• What to do: Write the data out in full and word for word. Do not include images.

=== Data extract ===

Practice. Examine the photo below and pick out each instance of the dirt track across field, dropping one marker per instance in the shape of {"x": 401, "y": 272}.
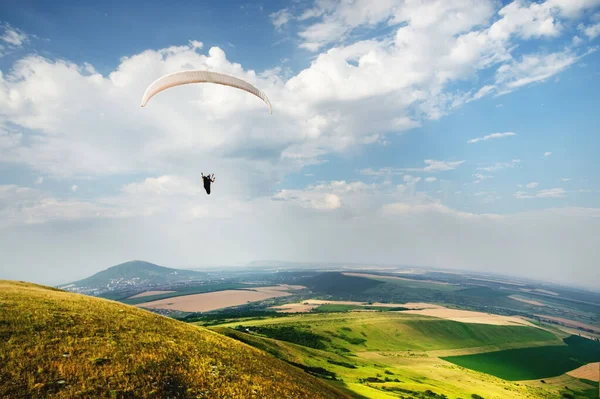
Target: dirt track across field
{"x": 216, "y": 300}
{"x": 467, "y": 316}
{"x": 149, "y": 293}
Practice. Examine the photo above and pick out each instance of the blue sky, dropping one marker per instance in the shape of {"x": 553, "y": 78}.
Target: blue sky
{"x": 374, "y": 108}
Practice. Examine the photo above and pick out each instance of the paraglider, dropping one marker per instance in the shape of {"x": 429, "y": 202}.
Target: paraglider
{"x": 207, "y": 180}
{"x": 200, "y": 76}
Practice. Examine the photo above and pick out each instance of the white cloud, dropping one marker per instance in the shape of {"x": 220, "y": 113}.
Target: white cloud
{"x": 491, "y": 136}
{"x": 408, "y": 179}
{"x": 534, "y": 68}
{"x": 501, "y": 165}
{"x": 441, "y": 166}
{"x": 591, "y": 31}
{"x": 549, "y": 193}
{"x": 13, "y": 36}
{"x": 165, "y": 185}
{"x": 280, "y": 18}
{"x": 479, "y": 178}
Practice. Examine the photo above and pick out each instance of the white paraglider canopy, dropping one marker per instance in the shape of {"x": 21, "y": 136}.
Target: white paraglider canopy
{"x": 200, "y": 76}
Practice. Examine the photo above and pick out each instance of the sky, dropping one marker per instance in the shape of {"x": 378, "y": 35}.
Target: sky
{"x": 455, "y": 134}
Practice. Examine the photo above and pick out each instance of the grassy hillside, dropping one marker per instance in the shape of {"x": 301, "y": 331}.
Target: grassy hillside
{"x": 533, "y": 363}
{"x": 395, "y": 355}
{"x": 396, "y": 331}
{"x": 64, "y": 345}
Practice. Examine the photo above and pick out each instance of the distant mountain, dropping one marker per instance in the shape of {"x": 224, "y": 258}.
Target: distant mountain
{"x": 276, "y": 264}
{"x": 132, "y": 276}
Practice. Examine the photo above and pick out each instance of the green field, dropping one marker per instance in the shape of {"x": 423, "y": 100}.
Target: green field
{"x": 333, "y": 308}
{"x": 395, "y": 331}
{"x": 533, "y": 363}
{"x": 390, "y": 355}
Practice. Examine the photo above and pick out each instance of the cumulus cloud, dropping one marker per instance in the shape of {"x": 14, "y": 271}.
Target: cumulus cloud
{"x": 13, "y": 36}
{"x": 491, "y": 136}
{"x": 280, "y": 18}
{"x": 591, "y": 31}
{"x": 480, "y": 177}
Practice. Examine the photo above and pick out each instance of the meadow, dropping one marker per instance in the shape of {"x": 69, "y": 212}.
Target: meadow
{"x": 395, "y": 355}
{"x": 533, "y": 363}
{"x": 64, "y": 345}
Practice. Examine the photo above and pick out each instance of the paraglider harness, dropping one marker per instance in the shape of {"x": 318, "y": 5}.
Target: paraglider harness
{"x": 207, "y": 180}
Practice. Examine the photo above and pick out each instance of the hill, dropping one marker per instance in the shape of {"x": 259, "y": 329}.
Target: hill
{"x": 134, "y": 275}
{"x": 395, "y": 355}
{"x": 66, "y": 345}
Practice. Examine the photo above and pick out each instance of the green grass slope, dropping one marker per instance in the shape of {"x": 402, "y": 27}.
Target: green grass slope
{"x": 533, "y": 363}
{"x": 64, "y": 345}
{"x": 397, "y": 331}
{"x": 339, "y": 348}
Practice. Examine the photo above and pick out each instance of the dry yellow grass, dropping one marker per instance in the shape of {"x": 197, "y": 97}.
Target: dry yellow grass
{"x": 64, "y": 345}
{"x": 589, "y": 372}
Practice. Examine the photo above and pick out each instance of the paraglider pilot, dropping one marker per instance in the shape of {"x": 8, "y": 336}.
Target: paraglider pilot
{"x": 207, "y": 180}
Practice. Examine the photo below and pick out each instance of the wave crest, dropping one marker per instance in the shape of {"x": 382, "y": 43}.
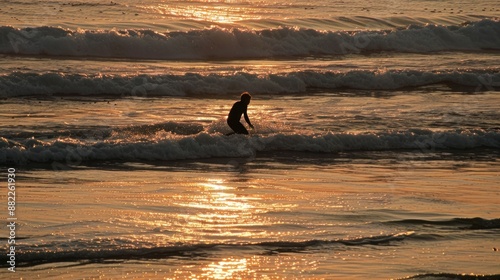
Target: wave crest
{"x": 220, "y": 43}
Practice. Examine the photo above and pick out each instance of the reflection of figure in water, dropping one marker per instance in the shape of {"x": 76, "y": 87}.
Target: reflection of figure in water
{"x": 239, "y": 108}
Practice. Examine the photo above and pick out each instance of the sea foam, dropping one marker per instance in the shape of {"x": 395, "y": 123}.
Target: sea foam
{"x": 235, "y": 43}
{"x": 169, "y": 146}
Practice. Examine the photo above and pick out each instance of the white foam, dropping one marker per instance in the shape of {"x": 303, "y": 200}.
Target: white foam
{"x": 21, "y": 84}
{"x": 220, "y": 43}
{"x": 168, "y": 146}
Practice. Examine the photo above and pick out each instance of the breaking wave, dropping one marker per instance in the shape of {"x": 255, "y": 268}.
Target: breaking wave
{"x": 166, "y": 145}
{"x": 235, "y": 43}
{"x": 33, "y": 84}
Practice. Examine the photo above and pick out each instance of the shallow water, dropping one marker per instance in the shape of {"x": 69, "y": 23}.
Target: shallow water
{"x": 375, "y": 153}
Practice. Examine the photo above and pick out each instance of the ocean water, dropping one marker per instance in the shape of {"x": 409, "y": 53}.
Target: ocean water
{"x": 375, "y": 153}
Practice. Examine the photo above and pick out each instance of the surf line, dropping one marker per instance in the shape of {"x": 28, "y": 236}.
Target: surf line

===

• Solution below:
Practice. Examine the photo below and pick out each instance of the dirt track across field, dropping one marker per instance in the shape of {"x": 401, "y": 272}.
Target: dirt track across field
{"x": 216, "y": 300}
{"x": 467, "y": 316}
{"x": 149, "y": 293}
Practice. Examine the photo above and pick out each instance of the blue sky, dropping one marker per instance in the shape of {"x": 553, "y": 78}.
Target: blue sky
{"x": 374, "y": 108}
Practice. Examine the photo above and pick out each instance of the paraglider, dropping one marker per instance in the shape of {"x": 429, "y": 202}.
Target: paraglider
{"x": 207, "y": 180}
{"x": 200, "y": 76}
Practice. Examine the photo above and pick out each instance of the white cloud, dropping one marker per instance in the shape of {"x": 220, "y": 113}.
Target: white cloud
{"x": 491, "y": 136}
{"x": 408, "y": 179}
{"x": 534, "y": 68}
{"x": 501, "y": 165}
{"x": 441, "y": 166}
{"x": 591, "y": 31}
{"x": 549, "y": 193}
{"x": 13, "y": 36}
{"x": 165, "y": 185}
{"x": 280, "y": 18}
{"x": 479, "y": 178}
Practice. Examine the photo above and pick out each instance of the white paraglider canopy, dropping one marker per instance in the shape of {"x": 21, "y": 136}.
Target: white paraglider canopy
{"x": 200, "y": 76}
Practice. Examine the photo above and pick out each instance of the sky, dropping one marker per instance in the shape of {"x": 378, "y": 35}.
Target: sky
{"x": 455, "y": 134}
Practice. Examine the photo above and pick out each instance of the grassy hillside, dropping one marker per instance in the shape of {"x": 301, "y": 331}.
Target: grassy hillside
{"x": 533, "y": 363}
{"x": 395, "y": 355}
{"x": 396, "y": 331}
{"x": 64, "y": 345}
Practice. Examine the photo above and pick out each instance of the distant mountain, dropping one marker per instance in the shape of {"x": 224, "y": 258}.
Target: distant mountain
{"x": 276, "y": 264}
{"x": 132, "y": 276}
Practice. Examine the photo above and pick out each instance of the green field, dropping one marker per instance in the shape of {"x": 423, "y": 100}.
Target: green field
{"x": 333, "y": 308}
{"x": 395, "y": 331}
{"x": 533, "y": 363}
{"x": 390, "y": 355}
Practice. Examine the photo above and pick out each instance of the cumulus cloud, dropping one marker per instance in the shape of {"x": 14, "y": 271}.
Target: cumulus cloud
{"x": 13, "y": 36}
{"x": 491, "y": 136}
{"x": 280, "y": 18}
{"x": 591, "y": 31}
{"x": 480, "y": 177}
Practice. Examine the photo above and pick out each instance of the meadow, dropping one marker per instance in the shape of {"x": 69, "y": 212}.
Target: meadow
{"x": 395, "y": 355}
{"x": 533, "y": 363}
{"x": 64, "y": 345}
Practice. Examine the photo above and pick out each instance of the paraglider harness, dropping one marker per instance in the shape of {"x": 318, "y": 5}.
Target: paraglider harness
{"x": 207, "y": 180}
Practice. Examine the photo above and pick out each instance of the hill, dropping one marker per instance in the shape of {"x": 259, "y": 329}.
Target: hill
{"x": 134, "y": 275}
{"x": 395, "y": 355}
{"x": 66, "y": 345}
Practice. Examine the photo above and pick out each instance of the green grass slope, dropping one marker per instance in the shape of {"x": 402, "y": 27}.
Target: green grass slope
{"x": 533, "y": 363}
{"x": 64, "y": 345}
{"x": 397, "y": 331}
{"x": 339, "y": 348}
Practice. Examine the photo above and pick out each instance of the dry yellow grass, dropping one marker per instance in the shape of {"x": 197, "y": 97}.
Target: dry yellow grass
{"x": 64, "y": 345}
{"x": 589, "y": 372}
Practice. Examine the photo above and pick out each instance of the paraglider pilot, dropping one marker per instance in the shape of {"x": 8, "y": 336}.
Target: paraglider pilot
{"x": 207, "y": 180}
Practice. Examine the photo below and pick out each instance of the wave crest, dropping one marker per instance in the shape of {"x": 382, "y": 43}.
Target: wave crest
{"x": 220, "y": 43}
Practice. Examine the photo above and pick out each instance of the reflection of figure in water, dropping one marker per instance in the shape of {"x": 76, "y": 87}.
Target: reflection of figure in water
{"x": 239, "y": 108}
Practice. Examine the photo above and pick out each instance of the sea foam, dropping one marker per instance in the shape of {"x": 395, "y": 123}.
Target: sea foam
{"x": 235, "y": 43}
{"x": 169, "y": 146}
Practice. Examine the photo above and pick out each instance of the white foam, dropping one marker per instance in the shape of {"x": 303, "y": 200}.
Target: white foam
{"x": 21, "y": 84}
{"x": 220, "y": 43}
{"x": 168, "y": 146}
Practice. Examine the photo above and pick out each instance of the breaking wave, dropping one marker per instance in the shape of {"x": 255, "y": 268}.
Target: breaking wave
{"x": 166, "y": 145}
{"x": 235, "y": 43}
{"x": 33, "y": 84}
Practice. Examine the photo above and pick out each instance of the shallow water, dropping one marker per instance in the shape of {"x": 69, "y": 23}.
Target: shallow water
{"x": 375, "y": 153}
Practice. Examine the photo above and pick out each instance of the ocean water, dropping one marker per instance in the shape of {"x": 409, "y": 53}.
Target: ocean water
{"x": 375, "y": 153}
Practice. Examine the photo above and pick out each instance of the surf line, dropping one marker per instance in the shape of {"x": 28, "y": 236}.
Target: surf line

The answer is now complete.